* _SELECTED TEXT_:
(begin)
Re: Trust.txt: Why another random .txt when we've got WebFinger and well-known URIs? from Bob Wyman on 2021-08-02 (public-credibility@w3.org from August 2021)

From: Bob Wyman <bob@wyman.us>
Date: Sun, 1 Aug 2021 23:19:08 -0400
To: Adeel <aahmad1811@gmail.com>, Credible Web CG <public-credibility@w3.org>
Message-ID: <CAA1s49XwCSBtzVNhjY+ZbxtJQojC+4j4xV_eFzcYYD6qse0G8A@mail.gmail.com>
Adee.
You wrote:

> "try to collaborate more with other W3C community efforts so there is
> synergy for a credibility standard."

I think you are right that greater cooperation with other W3C efforts would
be useful. I'm sure that there has been some such cooperation, but I'm new
to the group and thus don't know the full history. Hopefully, any such
cooperation will continue and grow in the future. What other efforts do you
think this group should work with? I suggest that the Credentials, Social,
and Annotation groups would all be important.

I've been somewhat concerned about the current Credibility Signals document
since it defines a number of signals that seem to be things that should be
communicated by reference to the sort of verifiable credential that is
being defined by the Credentials group
<https://www.w3.org/community/credentials/>. I may be missing something,
but it doesn't seem obvious how one would use the Award, Pulitzer Price, or
RNG Prize signals to reference a Credential if some organization had issued
one. (I see that on could do a search of the files referenced in the
document's examples, but that is kind of crude. e.g.
https://rngfoundation.com/awards/pastawards/2018.html ) It would be much
more elegant to link to or embed a credential if available.

Another example of the use of credentials comes from studying the trust.txt
specification. It is fine to allow a site to declare that it controls some
other site, but that claim is not really credible if the controlled site
hasn't published a "controlledby" property to confirm the statement. An
alternative method for handling the statement of this relationship would be
to have the sites publish credentials that express that relationship. Such
credentials would be more useful than the trust.txt mechanism since those
credentials would still have informative value when copied outside the
well-known locations where they might initially be found. (i.e. I could
write an email saying: "I believe site X controls site Y because I found
the enclosed credential on 1 Aug 2021.")

There are many other groups that can contribute to addressing the
credibility problem. You're right to stress that point.

bob wyman


On Sun, Aug 1, 2021 at 8:27 PM Adeel <aahmad1811@gmail.com> wrote:

> Hello,
>
> Why not take the credibility indicators and credibility signals into a
> schema.org extension that way it can be used as an enrichment source for
> web pages. Obviously, this may require further refinement of the
> specification. Personally, I prefer more thoroughness vs more conciseness
> of a specification coverage so I liked the credibility indicators a lot
> more. Following on from that, try to collaborate more with other W3C
> community efforts so there is synergy for a credibility standard. The
> greater the uptake the more feedback it can receive from the wider
> community, the better abstractions that can be attained for further
> refinement. Then further efforts for a skos/jsonld based implementation.
> And, possibly from the original discussions towards a browser extension.
(end)
* _PROVIDED RECORDS_:
(begin)
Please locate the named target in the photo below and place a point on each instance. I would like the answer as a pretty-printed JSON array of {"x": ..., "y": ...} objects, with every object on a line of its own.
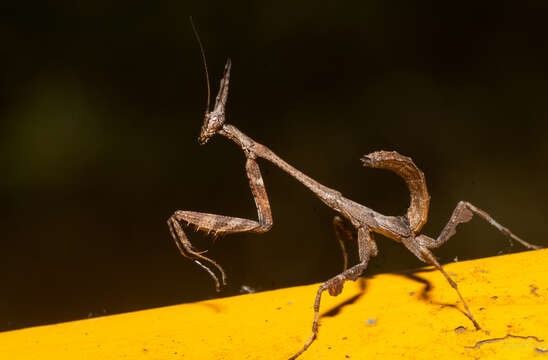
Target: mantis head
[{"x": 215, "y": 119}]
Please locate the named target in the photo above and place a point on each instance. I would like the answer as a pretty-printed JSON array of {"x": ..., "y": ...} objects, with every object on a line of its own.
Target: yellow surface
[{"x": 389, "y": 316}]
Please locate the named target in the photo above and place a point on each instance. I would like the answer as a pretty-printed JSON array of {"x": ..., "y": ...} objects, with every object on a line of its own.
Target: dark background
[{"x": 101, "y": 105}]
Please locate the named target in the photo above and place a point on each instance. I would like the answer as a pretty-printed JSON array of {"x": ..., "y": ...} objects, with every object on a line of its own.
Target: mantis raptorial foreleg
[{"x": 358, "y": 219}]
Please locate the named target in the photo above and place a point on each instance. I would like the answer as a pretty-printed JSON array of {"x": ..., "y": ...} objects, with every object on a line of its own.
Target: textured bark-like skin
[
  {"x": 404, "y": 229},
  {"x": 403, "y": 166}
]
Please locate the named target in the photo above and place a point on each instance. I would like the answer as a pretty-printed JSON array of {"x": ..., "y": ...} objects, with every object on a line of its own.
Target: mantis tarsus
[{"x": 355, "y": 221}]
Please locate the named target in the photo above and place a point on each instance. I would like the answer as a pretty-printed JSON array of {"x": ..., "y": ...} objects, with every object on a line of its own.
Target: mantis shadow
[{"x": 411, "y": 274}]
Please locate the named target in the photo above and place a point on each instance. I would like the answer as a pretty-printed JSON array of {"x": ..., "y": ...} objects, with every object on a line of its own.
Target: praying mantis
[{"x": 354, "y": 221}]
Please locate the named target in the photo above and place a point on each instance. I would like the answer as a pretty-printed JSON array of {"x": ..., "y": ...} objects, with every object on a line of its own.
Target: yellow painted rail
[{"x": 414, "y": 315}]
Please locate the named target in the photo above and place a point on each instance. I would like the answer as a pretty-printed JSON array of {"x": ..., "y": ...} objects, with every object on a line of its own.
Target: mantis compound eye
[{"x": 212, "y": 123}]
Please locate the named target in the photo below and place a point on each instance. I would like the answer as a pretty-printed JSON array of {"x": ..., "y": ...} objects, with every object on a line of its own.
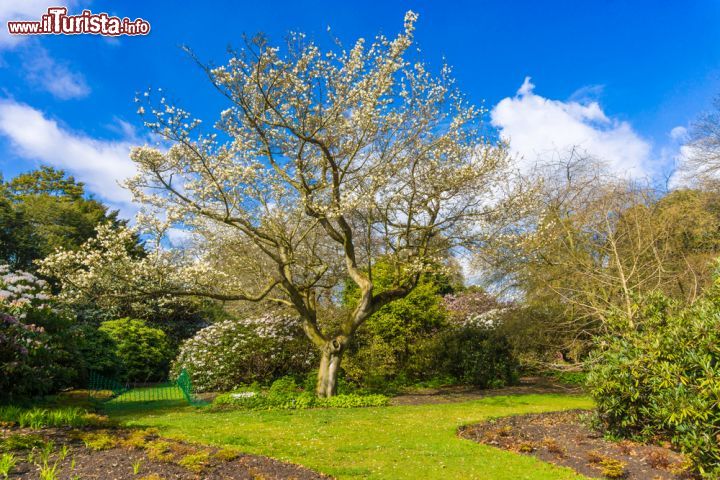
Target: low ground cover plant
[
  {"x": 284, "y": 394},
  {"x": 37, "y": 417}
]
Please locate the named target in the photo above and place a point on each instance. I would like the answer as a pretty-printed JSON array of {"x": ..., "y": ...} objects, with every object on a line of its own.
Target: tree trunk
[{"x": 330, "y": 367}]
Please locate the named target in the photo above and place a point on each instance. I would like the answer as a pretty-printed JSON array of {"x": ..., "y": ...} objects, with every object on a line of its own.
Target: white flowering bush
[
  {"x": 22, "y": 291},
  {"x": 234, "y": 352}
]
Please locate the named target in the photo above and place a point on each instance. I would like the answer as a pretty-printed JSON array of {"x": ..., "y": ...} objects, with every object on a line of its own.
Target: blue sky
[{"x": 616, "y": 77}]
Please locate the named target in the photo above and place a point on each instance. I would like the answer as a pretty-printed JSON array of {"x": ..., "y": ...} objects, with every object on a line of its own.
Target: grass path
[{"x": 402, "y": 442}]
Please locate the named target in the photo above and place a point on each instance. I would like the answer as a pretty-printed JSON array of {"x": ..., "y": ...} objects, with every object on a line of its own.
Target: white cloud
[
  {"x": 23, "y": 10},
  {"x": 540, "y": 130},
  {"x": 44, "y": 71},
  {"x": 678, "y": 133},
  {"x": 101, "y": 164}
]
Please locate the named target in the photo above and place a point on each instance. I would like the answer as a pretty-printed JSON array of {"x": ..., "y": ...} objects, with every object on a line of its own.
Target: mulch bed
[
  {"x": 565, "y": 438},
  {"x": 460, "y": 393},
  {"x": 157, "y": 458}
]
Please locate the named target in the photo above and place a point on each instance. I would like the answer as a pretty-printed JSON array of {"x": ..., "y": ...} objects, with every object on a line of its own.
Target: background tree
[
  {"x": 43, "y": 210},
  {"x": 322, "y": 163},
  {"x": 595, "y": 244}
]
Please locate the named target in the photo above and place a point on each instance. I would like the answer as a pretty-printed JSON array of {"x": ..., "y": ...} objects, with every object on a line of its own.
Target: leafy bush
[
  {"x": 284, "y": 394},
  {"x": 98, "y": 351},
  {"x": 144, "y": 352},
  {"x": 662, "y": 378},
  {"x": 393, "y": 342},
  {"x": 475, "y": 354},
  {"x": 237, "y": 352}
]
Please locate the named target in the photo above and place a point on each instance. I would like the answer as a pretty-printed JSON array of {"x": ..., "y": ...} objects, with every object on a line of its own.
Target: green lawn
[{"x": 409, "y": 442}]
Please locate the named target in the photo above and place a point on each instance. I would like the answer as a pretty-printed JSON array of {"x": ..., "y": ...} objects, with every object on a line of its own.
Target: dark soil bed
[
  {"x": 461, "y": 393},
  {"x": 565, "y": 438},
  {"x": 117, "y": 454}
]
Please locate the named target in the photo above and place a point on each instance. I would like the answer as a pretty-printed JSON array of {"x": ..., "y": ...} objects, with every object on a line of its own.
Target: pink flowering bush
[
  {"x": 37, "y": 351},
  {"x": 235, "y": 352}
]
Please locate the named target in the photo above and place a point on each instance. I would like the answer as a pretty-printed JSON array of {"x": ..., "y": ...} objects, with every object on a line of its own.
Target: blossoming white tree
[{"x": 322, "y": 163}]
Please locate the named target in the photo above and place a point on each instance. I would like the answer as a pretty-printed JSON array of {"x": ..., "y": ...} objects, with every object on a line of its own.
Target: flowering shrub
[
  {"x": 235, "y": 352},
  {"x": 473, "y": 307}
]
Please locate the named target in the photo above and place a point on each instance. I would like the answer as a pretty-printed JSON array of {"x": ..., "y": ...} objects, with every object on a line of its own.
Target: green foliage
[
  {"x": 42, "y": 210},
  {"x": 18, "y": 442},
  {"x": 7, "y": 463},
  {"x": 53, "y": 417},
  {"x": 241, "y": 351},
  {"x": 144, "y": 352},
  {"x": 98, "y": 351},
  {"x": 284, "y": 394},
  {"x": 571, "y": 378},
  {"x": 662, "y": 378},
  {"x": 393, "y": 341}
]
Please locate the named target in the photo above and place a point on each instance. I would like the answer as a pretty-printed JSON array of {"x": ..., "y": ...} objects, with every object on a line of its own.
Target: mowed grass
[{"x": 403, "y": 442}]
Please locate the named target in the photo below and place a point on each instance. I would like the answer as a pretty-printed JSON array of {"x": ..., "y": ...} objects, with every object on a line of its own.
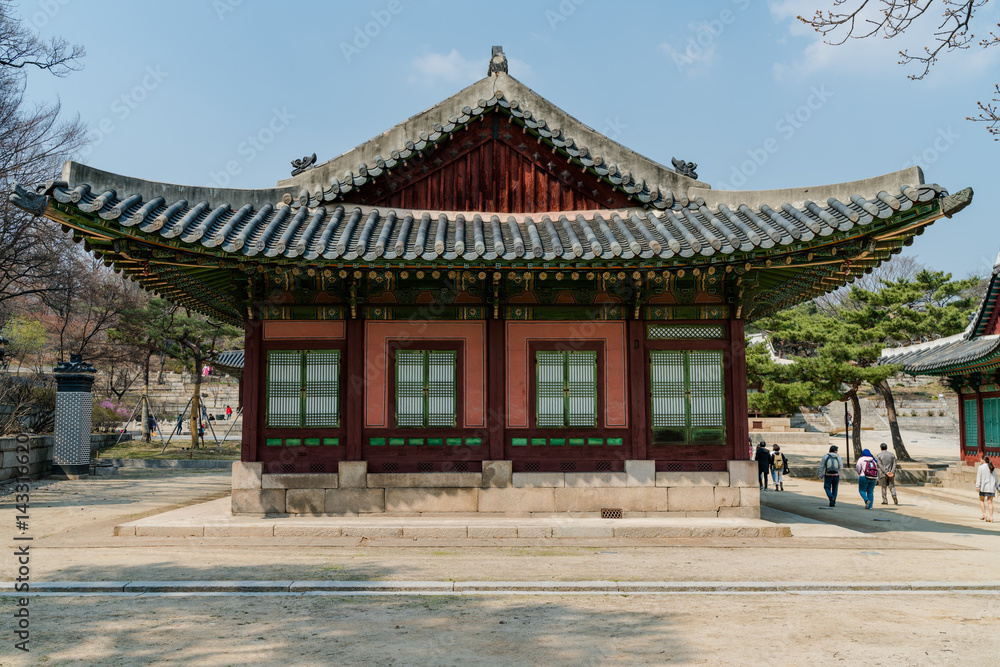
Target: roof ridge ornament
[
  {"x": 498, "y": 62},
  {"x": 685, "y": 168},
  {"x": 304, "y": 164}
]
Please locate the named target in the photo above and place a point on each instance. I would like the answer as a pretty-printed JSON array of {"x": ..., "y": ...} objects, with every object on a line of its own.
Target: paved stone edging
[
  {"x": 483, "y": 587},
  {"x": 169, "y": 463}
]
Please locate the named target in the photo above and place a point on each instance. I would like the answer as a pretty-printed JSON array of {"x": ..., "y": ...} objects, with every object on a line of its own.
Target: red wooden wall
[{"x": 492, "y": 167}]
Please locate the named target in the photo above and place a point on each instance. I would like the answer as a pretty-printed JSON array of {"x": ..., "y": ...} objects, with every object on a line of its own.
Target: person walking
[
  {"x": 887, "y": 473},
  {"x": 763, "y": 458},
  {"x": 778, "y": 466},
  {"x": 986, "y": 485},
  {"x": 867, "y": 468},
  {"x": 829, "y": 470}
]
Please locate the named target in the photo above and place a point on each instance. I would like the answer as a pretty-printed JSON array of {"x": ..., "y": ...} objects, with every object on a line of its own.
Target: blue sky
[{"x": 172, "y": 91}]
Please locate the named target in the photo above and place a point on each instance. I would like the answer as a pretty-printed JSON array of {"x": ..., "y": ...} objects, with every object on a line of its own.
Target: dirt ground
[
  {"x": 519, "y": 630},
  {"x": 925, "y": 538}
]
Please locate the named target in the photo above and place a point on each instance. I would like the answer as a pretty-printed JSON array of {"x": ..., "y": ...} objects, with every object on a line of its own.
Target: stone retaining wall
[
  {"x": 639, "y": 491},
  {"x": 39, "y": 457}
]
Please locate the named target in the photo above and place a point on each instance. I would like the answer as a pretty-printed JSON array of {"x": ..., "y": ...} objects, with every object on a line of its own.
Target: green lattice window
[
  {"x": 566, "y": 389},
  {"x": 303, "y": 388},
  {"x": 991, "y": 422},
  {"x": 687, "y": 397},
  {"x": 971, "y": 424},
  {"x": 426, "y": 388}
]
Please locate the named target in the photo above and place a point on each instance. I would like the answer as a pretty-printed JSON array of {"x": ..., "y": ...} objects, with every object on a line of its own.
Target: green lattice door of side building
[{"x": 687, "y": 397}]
(end)
* _DIRECTIONS FOR THIS TASK_: In the mailing-list reply, take the part that opens with "I've been somewhat" and closes with "credential if available.", and rewrite it with "elegant" changed to "graceful". Use only the mailing-list reply.

* _FINISHED TASK_:
I've been somewhat concerned about the current Credibility Signals document
since it defines a number of signals that seem to be things that should be
communicated by reference to the sort of verifiable credential that is
being defined by the Credentials group
<https://www.w3.org/community/credentials/>. I may be missing something,
but it doesn't seem obvious how one would use the Award, Pulitzer Price, or
RNG Prize signals to reference a Credential if some organization had issued
one. (I see that on could do a search of the files referenced in the
document's examples, but that is kind of crude. e.g.
https://rngfoundation.com/awards/pastawards/2018.html ) It would be much
more graceful to link to or embed a credential if available.